**Written exercise:**
Can you print every record below exactly as written?

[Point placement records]
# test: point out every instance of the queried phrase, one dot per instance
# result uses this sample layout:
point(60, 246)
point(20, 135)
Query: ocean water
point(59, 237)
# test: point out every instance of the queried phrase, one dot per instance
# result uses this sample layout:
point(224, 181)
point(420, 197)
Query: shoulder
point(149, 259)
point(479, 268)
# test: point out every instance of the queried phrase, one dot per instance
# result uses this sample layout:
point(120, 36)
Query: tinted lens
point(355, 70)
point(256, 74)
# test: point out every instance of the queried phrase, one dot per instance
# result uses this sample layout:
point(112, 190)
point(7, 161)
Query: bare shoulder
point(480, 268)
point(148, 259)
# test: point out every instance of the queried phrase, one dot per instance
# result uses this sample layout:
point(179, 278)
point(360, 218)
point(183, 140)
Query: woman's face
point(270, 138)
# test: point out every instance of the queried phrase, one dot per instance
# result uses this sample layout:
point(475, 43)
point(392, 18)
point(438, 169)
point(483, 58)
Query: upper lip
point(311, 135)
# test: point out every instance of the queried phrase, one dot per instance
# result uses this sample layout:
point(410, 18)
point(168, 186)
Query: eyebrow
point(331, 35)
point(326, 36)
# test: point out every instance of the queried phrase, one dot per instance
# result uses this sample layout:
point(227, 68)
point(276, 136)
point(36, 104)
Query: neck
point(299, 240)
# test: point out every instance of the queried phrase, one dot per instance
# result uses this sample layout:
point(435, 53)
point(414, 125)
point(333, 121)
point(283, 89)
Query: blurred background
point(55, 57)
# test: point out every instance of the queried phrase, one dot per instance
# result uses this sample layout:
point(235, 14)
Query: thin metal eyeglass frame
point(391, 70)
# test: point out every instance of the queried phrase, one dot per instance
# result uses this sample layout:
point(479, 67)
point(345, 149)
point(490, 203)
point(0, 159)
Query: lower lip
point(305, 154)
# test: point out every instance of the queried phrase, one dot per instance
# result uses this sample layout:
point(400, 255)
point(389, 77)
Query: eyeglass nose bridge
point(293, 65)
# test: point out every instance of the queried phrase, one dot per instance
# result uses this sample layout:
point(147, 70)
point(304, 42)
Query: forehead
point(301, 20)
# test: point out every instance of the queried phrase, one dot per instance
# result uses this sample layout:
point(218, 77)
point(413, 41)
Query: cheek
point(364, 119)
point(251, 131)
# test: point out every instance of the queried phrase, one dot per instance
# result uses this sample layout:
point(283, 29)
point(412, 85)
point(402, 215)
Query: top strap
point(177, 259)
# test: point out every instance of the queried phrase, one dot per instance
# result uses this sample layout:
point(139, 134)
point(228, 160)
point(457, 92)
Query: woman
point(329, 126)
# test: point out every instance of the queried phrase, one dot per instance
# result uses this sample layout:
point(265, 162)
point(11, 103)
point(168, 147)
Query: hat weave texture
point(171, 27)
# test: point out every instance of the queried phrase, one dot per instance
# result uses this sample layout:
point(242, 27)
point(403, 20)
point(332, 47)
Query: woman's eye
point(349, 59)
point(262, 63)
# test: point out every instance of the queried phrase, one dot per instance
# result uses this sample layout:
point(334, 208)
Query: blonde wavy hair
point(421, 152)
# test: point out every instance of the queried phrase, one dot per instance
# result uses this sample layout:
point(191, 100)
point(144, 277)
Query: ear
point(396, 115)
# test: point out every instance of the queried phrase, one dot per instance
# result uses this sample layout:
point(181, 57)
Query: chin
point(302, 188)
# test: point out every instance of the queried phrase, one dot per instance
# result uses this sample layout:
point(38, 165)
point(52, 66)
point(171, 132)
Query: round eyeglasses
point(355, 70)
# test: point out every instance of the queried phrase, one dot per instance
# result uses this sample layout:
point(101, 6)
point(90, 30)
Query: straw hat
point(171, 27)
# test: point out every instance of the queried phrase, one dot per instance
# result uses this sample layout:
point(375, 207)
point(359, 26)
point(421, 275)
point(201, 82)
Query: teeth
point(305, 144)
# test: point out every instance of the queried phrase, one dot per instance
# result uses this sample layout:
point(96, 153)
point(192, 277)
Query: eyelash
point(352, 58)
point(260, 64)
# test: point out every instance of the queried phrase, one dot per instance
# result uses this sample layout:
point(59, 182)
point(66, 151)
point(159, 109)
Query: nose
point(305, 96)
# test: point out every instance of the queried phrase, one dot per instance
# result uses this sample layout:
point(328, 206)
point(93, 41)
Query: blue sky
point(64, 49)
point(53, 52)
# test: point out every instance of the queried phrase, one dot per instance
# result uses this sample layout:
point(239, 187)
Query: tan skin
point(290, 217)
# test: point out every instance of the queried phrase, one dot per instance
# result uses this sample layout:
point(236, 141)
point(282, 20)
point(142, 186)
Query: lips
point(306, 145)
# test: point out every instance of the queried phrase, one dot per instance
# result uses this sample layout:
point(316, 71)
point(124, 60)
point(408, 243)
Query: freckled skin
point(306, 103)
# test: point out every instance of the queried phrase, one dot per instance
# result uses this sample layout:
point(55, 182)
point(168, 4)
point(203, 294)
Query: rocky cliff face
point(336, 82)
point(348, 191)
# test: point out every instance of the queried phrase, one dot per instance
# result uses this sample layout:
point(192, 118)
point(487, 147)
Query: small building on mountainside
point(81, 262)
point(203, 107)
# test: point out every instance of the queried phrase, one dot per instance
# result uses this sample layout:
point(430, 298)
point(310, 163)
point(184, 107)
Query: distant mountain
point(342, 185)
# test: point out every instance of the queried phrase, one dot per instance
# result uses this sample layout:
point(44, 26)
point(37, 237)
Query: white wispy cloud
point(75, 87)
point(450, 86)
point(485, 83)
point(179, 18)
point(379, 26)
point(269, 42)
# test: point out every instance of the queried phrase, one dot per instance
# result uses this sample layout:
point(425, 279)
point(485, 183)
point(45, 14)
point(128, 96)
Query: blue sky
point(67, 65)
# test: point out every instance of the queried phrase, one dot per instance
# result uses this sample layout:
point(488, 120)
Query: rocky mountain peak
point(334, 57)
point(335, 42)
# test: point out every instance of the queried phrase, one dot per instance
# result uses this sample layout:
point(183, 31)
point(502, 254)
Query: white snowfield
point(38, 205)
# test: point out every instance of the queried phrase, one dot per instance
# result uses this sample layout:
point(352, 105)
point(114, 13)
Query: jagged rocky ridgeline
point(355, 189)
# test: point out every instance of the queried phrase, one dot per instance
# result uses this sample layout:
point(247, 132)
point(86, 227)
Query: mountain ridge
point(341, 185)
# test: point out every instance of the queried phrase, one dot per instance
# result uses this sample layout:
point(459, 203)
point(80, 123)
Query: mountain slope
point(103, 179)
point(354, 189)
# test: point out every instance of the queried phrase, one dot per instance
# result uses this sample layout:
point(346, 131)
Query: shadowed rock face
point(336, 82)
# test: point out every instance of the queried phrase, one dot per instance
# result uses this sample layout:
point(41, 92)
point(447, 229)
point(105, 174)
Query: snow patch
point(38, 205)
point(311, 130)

**Result of the exercise:**
# test: point out every instance of the queried phrase, one dot per instance
# result uses this sample layout:
point(60, 246)
point(20, 135)
Query: ocean water
point(59, 237)
# test: point out every instance of the queried phrase, one dot per instance
# result uses this sample layout:
point(224, 181)
point(420, 197)
Query: shoulder
point(149, 259)
point(479, 268)
# test: point out every instance of the queried phrase, one dot per instance
# result uses this sample layout:
point(120, 36)
Query: tinted lens
point(355, 70)
point(256, 74)
# test: point out every instance of the queried phrase, one dot per instance
# result uses this sample layout:
point(112, 190)
point(7, 161)
Query: bare shoulder
point(480, 268)
point(148, 259)
# test: point out every instance of the queried phrase, one dot per instance
# result uses this sample layout:
point(179, 278)
point(360, 218)
point(183, 140)
Query: woman's face
point(270, 138)
# test: point out every instance of the queried phrase, one dot per instance
# result uses this sample layout:
point(475, 43)
point(392, 18)
point(438, 169)
point(483, 58)
Query: upper lip
point(311, 135)
# test: point out every instance of the queried phrase, one dot per instance
# result uses this sample layout:
point(410, 18)
point(168, 186)
Query: eyebrow
point(331, 35)
point(326, 36)
# test: point out every instance of the queried phrase, one dot per instance
# result uses this sample layout:
point(227, 68)
point(276, 136)
point(36, 104)
Query: neck
point(299, 240)
# test: point out every instance of the queried phrase, one dot per instance
# result uses this sample layout:
point(435, 53)
point(414, 125)
point(333, 121)
point(283, 89)
Query: blurred background
point(55, 57)
# test: point out every instance of the queried phrase, one dot per instance
# result uses this sample layout:
point(235, 14)
Query: thin metal eyeglass frame
point(391, 70)
# test: point out every instance of the queried phrase, one dot per instance
# result uses this sample layout:
point(479, 67)
point(345, 149)
point(490, 203)
point(0, 159)
Query: lower lip
point(305, 154)
# test: point out every instance of the queried phrase, one dot per instance
# result uses this sample layout:
point(400, 255)
point(389, 77)
Query: eyeglass nose bridge
point(293, 65)
# test: point out every instance of the queried phrase, one dot per instance
# result uses this sample layout:
point(147, 70)
point(304, 42)
Query: forehead
point(301, 20)
# test: point out every instance of the queried phrase, one dot per instance
# result uses this sample layout:
point(218, 77)
point(413, 41)
Query: cheek
point(364, 119)
point(251, 131)
# test: point out every instance of the queried phrase, one dot per instance
# result uses this sample layout:
point(283, 29)
point(412, 85)
point(402, 215)
Query: top strap
point(177, 259)
# test: point out every instance of the queried phrase, one dot per instance
# result uses this sample layout:
point(139, 134)
point(228, 160)
point(457, 92)
Query: woman
point(329, 126)
# test: point out every instance of the queried phrase, one dot per instance
# result uses this sample layout:
point(265, 162)
point(11, 103)
point(168, 147)
Query: hat weave texture
point(171, 27)
# test: point out every instance of the queried phrase, one dot per instance
# result uses this sample layout:
point(242, 27)
point(403, 20)
point(332, 47)
Query: woman's eye
point(349, 59)
point(262, 63)
# test: point out every instance of the queried phrase, one dot per instance
# result uses this sample layout:
point(334, 208)
Query: blonde wavy hair
point(421, 152)
# test: point out every instance of the queried phrase, one dot per instance
# result uses this sample layout:
point(191, 100)
point(144, 277)
Query: ear
point(396, 115)
# test: point out every instance of the queried phrase, one dot per instance
# result uses this sample layout:
point(181, 57)
Query: chin
point(302, 188)
# test: point out every instance of the queried phrase, one dot per instance
# result uses this sample layout:
point(38, 165)
point(52, 66)
point(171, 132)
Query: round eyeglasses
point(355, 70)
# test: point out every instance of the queried phrase, one dot per instance
# result uses this sample layout:
point(101, 6)
point(90, 30)
Query: straw hat
point(171, 27)
# test: point out every instance of the queried phrase, one dot per instance
# result uses this sample layout:
point(375, 207)
point(359, 26)
point(421, 275)
point(201, 82)
Query: teeth
point(305, 144)
# test: point out every instance of the queried phrase, one dot per instance
# result uses this sample layout:
point(96, 153)
point(192, 277)
Query: eyelash
point(352, 58)
point(260, 64)
# test: point out every instance of the queried phrase, one dot per instance
# result uses this sample layout:
point(59, 182)
point(66, 151)
point(159, 109)
Query: nose
point(305, 96)
# test: point out every instance of the queried phrase, one dot per instance
# result uses this sample layout:
point(328, 206)
point(93, 41)
Query: blue sky
point(64, 49)
point(53, 52)
# test: point out every instance of the queried phrase, one dot per instance
# result uses this sample layout:
point(239, 187)
Query: tan skin
point(290, 217)
# test: point out every instance of the queried phrase, one dot per instance
# result uses this sample layout:
point(236, 141)
point(282, 20)
point(142, 186)
Query: lips
point(306, 145)
# test: point out every instance of the queried phrase, one dot per instance
# result uses this sample layout:
point(316, 71)
point(124, 60)
point(408, 243)
Query: freckled skin
point(306, 103)
# test: point out every instance of the queried phrase, one dot per instance
# result uses this sample layout:
point(55, 182)
point(168, 4)
point(203, 294)
Query: rocky cliff face
point(336, 82)
point(348, 191)
# test: point out every instance of the queried phrase, one dot per instance
# result uses this sample layout:
point(192, 118)
point(487, 147)
Query: small building on mountainside
point(81, 262)
point(203, 107)
# test: point out every instance of the queried phrase, one dot per instance
# result uses this sample layout:
point(430, 298)
point(310, 163)
point(184, 107)
Query: distant mountain
point(342, 185)
# test: point out every instance of the queried phrase, one dot per instance
# result uses this sample layout:
point(44, 26)
point(37, 237)
Query: white wispy cloud
point(75, 87)
point(450, 86)
point(485, 83)
point(179, 18)
point(379, 26)
point(269, 42)
# test: point out every instance of the queried phrase, one dot per instance
# result uses this sample layout:
point(425, 279)
point(485, 183)
point(45, 14)
point(128, 96)
Query: blue sky
point(67, 65)
# test: point out every instance of the queried phrase, one dot per instance
# result uses this sample layout:
point(488, 120)
Query: rocky mountain peak
point(334, 57)
point(335, 42)
# test: point out every instance of the queried phrase, one dot per instance
# result uses this sample layout:
point(183, 31)
point(502, 254)
Query: white snowfield
point(38, 205)
# test: point out every instance of the queried phrase, one dot per instance
# result uses this sample layout:
point(352, 105)
point(114, 13)
Query: jagged rocky ridgeline
point(355, 189)
# test: point out every instance of the queried phrase, one dot per instance
# result uses this sample layout:
point(247, 132)
point(86, 227)
Query: mountain ridge
point(341, 185)
# test: point out every instance of the queried phrase, one dot per instance
# result uses this sample layout:
point(459, 203)
point(80, 123)
Query: mountain slope
point(103, 179)
point(354, 189)
# test: point out every instance of the queried phrase, one dot per instance
# result uses this sample layout:
point(346, 131)
Query: shadowed rock face
point(336, 82)
# test: point out every instance of the queried phrase, one dot per instance
# result uses this sample layout:
point(41, 92)
point(447, 229)
point(105, 174)
Query: snow patch
point(38, 205)
point(311, 130)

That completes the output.